++++ PROVIDED RECORDS ++++
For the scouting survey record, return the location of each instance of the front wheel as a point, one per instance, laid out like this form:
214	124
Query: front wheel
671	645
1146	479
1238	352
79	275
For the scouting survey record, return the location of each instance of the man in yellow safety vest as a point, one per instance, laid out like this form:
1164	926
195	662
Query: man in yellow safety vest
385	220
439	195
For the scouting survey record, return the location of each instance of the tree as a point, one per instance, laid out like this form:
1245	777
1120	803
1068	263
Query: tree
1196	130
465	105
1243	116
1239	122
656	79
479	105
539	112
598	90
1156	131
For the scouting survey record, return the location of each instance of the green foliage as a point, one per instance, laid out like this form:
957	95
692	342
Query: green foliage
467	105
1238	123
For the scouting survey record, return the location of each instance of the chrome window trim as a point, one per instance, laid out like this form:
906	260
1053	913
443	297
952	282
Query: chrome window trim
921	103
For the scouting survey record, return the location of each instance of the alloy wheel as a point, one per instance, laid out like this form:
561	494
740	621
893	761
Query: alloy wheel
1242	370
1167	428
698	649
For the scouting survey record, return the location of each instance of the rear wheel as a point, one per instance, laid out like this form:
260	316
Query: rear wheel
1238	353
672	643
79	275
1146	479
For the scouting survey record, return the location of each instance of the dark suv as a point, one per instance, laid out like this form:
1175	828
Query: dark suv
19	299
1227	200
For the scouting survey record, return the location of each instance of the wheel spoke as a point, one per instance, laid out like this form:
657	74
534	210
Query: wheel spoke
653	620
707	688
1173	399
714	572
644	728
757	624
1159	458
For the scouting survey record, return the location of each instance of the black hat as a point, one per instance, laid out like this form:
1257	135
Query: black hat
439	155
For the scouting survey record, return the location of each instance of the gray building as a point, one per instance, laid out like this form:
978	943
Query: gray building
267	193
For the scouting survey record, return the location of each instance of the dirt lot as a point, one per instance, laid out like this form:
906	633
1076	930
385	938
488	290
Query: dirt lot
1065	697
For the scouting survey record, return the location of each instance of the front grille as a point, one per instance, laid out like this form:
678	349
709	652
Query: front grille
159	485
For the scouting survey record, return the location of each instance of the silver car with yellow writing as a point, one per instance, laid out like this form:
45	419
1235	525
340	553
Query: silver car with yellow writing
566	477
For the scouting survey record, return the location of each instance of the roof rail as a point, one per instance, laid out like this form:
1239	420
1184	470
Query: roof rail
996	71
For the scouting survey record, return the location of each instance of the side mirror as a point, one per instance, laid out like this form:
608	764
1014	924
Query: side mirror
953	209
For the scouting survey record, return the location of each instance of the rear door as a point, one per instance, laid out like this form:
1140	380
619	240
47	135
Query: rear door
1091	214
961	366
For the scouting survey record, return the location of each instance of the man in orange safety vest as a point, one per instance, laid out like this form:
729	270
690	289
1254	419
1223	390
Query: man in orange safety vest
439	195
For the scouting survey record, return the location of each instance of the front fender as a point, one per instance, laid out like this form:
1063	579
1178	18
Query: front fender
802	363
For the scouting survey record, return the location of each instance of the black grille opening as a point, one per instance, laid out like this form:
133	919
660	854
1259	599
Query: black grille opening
++++
WORK TO DO: Set every line of the listing down word for word.

RESULT FOR THIS TASK:
For the scouting survey record, return the location of each instance of the front wheel as a point, one per instance, laid out like this form:
214	124
Query: front wheel
671	645
1146	479
1238	352
79	275
For the scouting survey record, return the location of each instance of the man in yellow safety vest as a point, one per instance, laid out like this form:
1164	926
195	662
Query: man in yellow safety vest
385	220
439	195
For the scouting survey record, return the location of each instance of the tree as a point, one per instance, laid out like this form:
1245	777
1120	803
1068	263
Query: tree
1196	130
465	105
1243	116
1239	122
656	79
479	105
539	112
598	90
1156	131
For the scouting survey record, return the location of each instance of the green foliage as a point, one per instance, laid out like this form:
957	95
692	342
Query: green foliage
467	105
1238	123
For the scouting survey record, return the location of each instance of the chrome window trim as a point, one per instance, laid out like this form:
906	260
1053	913
443	297
952	282
Query: chrome window trim
921	103
For the scouting survey record, return the location of each instance of the alloy wheel as a point, one per instance, laid out like this form:
561	494
740	621
893	761
Query: alloy wheel
1242	370
1167	428
698	649
For the scouting survey record, return the location of each instance of the rear wheel as a point, one per instance, laid out like this form:
260	316
Query: rear wheel
1238	353
672	643
79	275
1146	479
For the scouting survey record, return the location of each instance of the dark suv as a point, one per instance, laid out like this form:
1175	828
Query: dark suv
19	299
1227	200
For the scouting survey record, return the location of each instance of the wheel spoke as a point, one per instance, laid out like this form:
657	74
534	210
Query: wheel spoke
653	620
707	688
1173	399
714	572
644	728
757	624
1159	458
For the scouting survey record, return the location of each instance of the black hat as a point, one per instance, laid out like this form:
1257	135
Query: black hat
439	155
For the scouting survey record, return the location of each instance of the gray building as a point, one per instance, laid out like this form:
978	943
Query: gray building
267	193
For the scouting survey record, return the location of each instance of the dirt lot as a point, one per instance, laid out like this form:
906	633
1076	930
385	938
488	290
Query: dirt lot
1065	697
For the scouting survey record, return the location of each instance of the front grille as a point, one per instance, laid out like this form:
678	349
709	652
Query: front grille
159	485
For the scouting survey record, return the location of each instance of the silver car with yellow writing as a point, one per instance, laid out like this form:
45	419
1235	525
340	553
Query: silver car with yellow writing
566	477
For the scouting survey record, return the location of each instance of the roof rail as a point, one per instance, laid out like this form:
1239	420
1184	470
Query: roof rail
996	71
For the scouting survey record, return the location of each instance of the side mirror as a point, one per instance, laid out like this form:
608	764
1014	924
Query: side mirror
953	209
For the scouting survey record, return the location of each instance of the rear door as a point, one per instance, laid out like this form:
1140	380
619	240
47	135
Query: rear door
1091	214
961	366
For the scouting survey record, return the location of each instance of the man in orange safety vest as a point, one per instance, laid out like this form:
729	270
690	289
1254	419
1223	390
Query: man in orange safety vest
439	195
For the scouting survey record, return the location of each instance of the front fender as a point, one per instance, laid out like this form:
1063	579
1178	18
Query: front fender
802	363
For the scouting survey record, return the location of each instance of the black grille opening as a point, one per instance, laid out like this form:
133	919
660	854
1259	599
Query: black grille opening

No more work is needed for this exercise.